---- RECORD LIST

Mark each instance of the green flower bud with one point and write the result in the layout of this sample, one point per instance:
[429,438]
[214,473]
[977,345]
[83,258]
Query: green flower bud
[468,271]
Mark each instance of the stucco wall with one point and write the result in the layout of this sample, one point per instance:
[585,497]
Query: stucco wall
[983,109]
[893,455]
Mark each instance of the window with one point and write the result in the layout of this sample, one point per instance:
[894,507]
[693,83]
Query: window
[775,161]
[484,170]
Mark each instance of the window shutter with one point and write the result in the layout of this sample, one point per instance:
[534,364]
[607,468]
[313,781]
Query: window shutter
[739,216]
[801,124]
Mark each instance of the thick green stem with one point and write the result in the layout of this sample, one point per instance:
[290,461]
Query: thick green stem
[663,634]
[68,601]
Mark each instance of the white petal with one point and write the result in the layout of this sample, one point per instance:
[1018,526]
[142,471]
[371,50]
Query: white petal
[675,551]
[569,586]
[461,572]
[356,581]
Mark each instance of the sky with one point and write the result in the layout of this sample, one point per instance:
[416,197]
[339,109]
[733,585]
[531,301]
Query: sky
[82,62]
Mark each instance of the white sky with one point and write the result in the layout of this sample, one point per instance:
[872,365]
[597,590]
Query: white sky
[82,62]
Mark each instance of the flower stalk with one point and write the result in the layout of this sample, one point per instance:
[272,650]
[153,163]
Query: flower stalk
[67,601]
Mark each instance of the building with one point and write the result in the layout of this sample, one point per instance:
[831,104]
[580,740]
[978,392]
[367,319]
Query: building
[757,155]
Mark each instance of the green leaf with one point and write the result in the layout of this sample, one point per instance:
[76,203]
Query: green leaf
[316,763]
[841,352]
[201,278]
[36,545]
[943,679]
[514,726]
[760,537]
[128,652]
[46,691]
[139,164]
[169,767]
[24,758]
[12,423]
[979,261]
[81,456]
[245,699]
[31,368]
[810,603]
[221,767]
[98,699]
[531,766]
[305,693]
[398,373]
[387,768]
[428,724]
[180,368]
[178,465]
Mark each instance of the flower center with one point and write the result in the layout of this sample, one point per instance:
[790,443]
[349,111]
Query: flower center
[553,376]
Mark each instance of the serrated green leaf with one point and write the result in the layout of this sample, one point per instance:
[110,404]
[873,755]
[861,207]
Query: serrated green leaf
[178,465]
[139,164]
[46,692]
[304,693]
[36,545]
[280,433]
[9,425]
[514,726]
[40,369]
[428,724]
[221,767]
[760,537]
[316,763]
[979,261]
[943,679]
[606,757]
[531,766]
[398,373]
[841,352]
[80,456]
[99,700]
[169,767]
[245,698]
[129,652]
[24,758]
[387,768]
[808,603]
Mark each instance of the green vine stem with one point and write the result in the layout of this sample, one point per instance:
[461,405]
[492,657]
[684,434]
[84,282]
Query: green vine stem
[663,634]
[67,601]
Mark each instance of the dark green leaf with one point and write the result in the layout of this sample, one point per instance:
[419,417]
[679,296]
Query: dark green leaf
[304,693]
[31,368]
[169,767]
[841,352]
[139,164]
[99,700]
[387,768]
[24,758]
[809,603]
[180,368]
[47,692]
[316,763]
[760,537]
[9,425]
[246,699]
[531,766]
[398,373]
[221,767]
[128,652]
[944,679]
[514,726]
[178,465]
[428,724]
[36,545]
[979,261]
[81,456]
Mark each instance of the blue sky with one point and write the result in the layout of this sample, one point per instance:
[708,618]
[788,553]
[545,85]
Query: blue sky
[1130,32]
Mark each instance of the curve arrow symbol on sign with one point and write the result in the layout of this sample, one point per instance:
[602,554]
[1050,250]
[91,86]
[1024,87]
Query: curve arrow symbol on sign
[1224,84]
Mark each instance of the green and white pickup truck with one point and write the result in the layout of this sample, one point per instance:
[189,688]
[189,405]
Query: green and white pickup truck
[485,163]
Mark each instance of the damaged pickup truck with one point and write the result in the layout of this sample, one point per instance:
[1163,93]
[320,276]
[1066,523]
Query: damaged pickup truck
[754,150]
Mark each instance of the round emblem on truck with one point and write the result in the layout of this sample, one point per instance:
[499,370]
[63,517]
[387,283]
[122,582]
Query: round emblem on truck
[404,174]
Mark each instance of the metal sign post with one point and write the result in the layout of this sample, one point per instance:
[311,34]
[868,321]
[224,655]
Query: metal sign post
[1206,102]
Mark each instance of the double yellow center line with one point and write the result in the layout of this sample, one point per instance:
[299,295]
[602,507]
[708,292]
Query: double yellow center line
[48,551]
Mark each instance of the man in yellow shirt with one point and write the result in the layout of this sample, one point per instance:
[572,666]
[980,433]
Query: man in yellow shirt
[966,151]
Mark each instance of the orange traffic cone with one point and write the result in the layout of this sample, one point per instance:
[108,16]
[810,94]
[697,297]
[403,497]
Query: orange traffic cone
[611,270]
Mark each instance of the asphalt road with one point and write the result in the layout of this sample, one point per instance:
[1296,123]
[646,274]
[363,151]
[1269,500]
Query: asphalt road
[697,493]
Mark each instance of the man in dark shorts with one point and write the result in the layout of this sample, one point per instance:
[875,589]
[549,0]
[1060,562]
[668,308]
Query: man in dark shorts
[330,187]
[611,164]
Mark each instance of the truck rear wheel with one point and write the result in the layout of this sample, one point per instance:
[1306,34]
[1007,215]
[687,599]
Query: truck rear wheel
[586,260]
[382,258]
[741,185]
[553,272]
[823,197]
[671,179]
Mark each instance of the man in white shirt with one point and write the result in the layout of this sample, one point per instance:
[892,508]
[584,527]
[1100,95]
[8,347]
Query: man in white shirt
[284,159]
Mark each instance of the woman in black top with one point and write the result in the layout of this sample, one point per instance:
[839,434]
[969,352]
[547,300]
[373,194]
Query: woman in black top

--------

Give back the data above exactly as it appears.

Mark each instance of the green flower bud with one point and write the result in the layout of this sample, one point per instance:
[429,438]
[214,473]
[977,345]
[83,258]
Query: green flower bud
[468,271]
Mark each instance of the stucco wall with one point and write the result in the layout of this sample, one point per instance:
[585,497]
Query: stucco wall
[983,109]
[893,455]
Mark each instance of the window with one point and write the result in the layout of this sample, one point per instance:
[894,507]
[693,83]
Query: window
[775,161]
[484,170]
Mark each instance of the window shutter with one point and write the result in the layout of this sample, one point per instance:
[534,364]
[607,468]
[313,781]
Query: window shutter
[739,216]
[801,124]
Mark each instance of the thick green stem with one point and write the result in the layout of this sample, one point per instance:
[290,461]
Query: thick green stem
[663,634]
[68,601]
Mark each instance of the white petal with one point and write the result in the layout of this sample, one point per instance:
[1018,526]
[142,471]
[371,50]
Query: white petal
[675,551]
[569,586]
[461,572]
[356,581]
Mark each instance of the sky with one point and write the result in the layout of this sample, one point per instance:
[416,197]
[339,109]
[733,585]
[531,301]
Query: sky
[82,62]
Mark each instance of the white sky with one point and write the result in the layout of this sample, one point per instance:
[872,365]
[597,590]
Query: white sky
[82,62]
Mark each instance of the flower stalk with one point and write the result in the layout of this sample, one point per instance:
[272,650]
[153,163]
Query: flower stalk
[67,601]
Mark each instance of the building with one point and write the result in the layout of this sample, one point per instance:
[831,104]
[580,740]
[978,392]
[367,319]
Query: building
[757,155]
Mark each instance of the green leaf with one point and write the result in the layout of this sample, one point per instance:
[76,203]
Query: green leaf
[316,763]
[841,352]
[201,278]
[36,545]
[943,679]
[514,726]
[760,537]
[128,652]
[46,691]
[139,164]
[169,767]
[24,758]
[12,423]
[979,261]
[81,456]
[245,699]
[31,368]
[810,603]
[221,767]
[98,699]
[531,766]
[305,693]
[398,373]
[387,768]
[428,724]
[180,368]
[178,465]
Mark each instance of the flower center with one point and write the result in the layout of this sample, one point per instance:
[790,443]
[349,111]
Query: flower center
[553,376]
Mark each instance of the serrated green leaf with one point and write the result in the layout of this sample, one point per instance:
[110,404]
[873,755]
[861,207]
Query: serrated green leaf
[178,465]
[139,164]
[46,692]
[304,693]
[36,545]
[280,433]
[9,425]
[514,726]
[40,369]
[428,724]
[221,767]
[760,537]
[316,763]
[979,261]
[943,679]
[606,757]
[531,766]
[398,373]
[841,352]
[80,456]
[99,700]
[169,767]
[245,698]
[129,652]
[24,758]
[387,768]
[808,603]
Mark each instance of the green vine stem with one point and write the result in the layout of this sample, one point per instance:
[461,405]
[492,657]
[684,434]
[84,282]
Query: green vine stem
[663,634]
[67,601]
Mark each instance of the dark green leaf with one point and write the result in the layout of this sample, one point per instance:
[419,417]
[679,296]
Query: dark green leaf
[304,693]
[31,368]
[169,767]
[841,352]
[139,164]
[99,700]
[387,768]
[24,758]
[809,603]
[180,368]
[47,692]
[316,763]
[760,537]
[9,425]
[246,699]
[531,766]
[398,373]
[221,767]
[128,652]
[944,679]
[514,726]
[178,465]
[428,724]
[36,545]
[979,261]
[81,456]
Mark each instance of the blue sky with one point and write the result in the layout of this sample, one point per instance:
[708,618]
[788,553]
[545,85]
Query: blue sky
[1130,32]
Mark each instance of the curve arrow symbol on sign with one point and write the result in the layout of this sample, one point per instance:
[602,554]
[1050,250]
[91,86]
[1024,87]
Query: curve arrow symbol on sign
[1224,84]
Mark each instance of the green and white pickup truck with one point and write the result in the layout of this sample, one point per instance:
[189,688]
[189,405]
Query: green and white pickup truck
[485,163]
Mark each instance of the damaged pickup truck with one point and write the result in the layout of this sample, one point per instance:
[1163,93]
[320,276]
[1066,523]
Query: damaged pickup truck
[754,150]
Mark each instance of the round emblem on truck with one point and write the result in the layout of this sample, one point per instance:
[499,370]
[63,517]
[387,283]
[122,582]
Query: round emblem on truck
[404,174]
Mark each instance of the metal sign post with one point and write the result in the layout of this sample, one point per instance:
[311,34]
[868,321]
[224,655]
Query: metal sign post
[1206,102]
Mark each instance of the double yellow center line with one point and write the result in the layout of this sample, one point per instance:
[299,295]
[602,507]
[708,292]
Query: double yellow center line
[48,551]
Mark each instance of the man in yellow shirt with one point and write the result in the layout of this sample, one point per instance:
[572,666]
[980,433]
Query: man in yellow shirt
[966,151]
Mark each instance of the orange traffic cone with one point and write the result in the layout of this sample, one point per instance:
[108,16]
[810,94]
[697,297]
[403,497]
Query: orange traffic cone
[611,270]
Mark each instance of the asphalt road with one point and write the result in the layout of this sample, one point per instance:
[1296,123]
[646,274]
[363,151]
[1269,500]
Query: asphalt road
[697,493]
Mark each instance of the man in dark shorts with one point and write the result in the layout of this sample, one point per instance:
[875,589]
[549,0]
[1060,562]
[668,308]
Query: man in dark shorts
[330,187]
[611,164]
Mark each instance of the truck rear wheel with one point and write the result in the layout of this sample, one point per instance:
[1306,34]
[1007,215]
[687,599]
Query: truck rear wheel
[586,260]
[382,258]
[741,185]
[553,272]
[823,197]
[671,179]
Mark each instance of the man in white shirt with one point and write the result in the layout of this sample, one point per instance:
[892,508]
[584,527]
[1100,95]
[8,347]
Query: man in white shirt
[284,159]
Mark each instance of the woman in black top with one point and write the result in the layout of this sample, one point per instance:
[839,434]
[969,352]
[547,300]
[373,194]
Query: woman in black top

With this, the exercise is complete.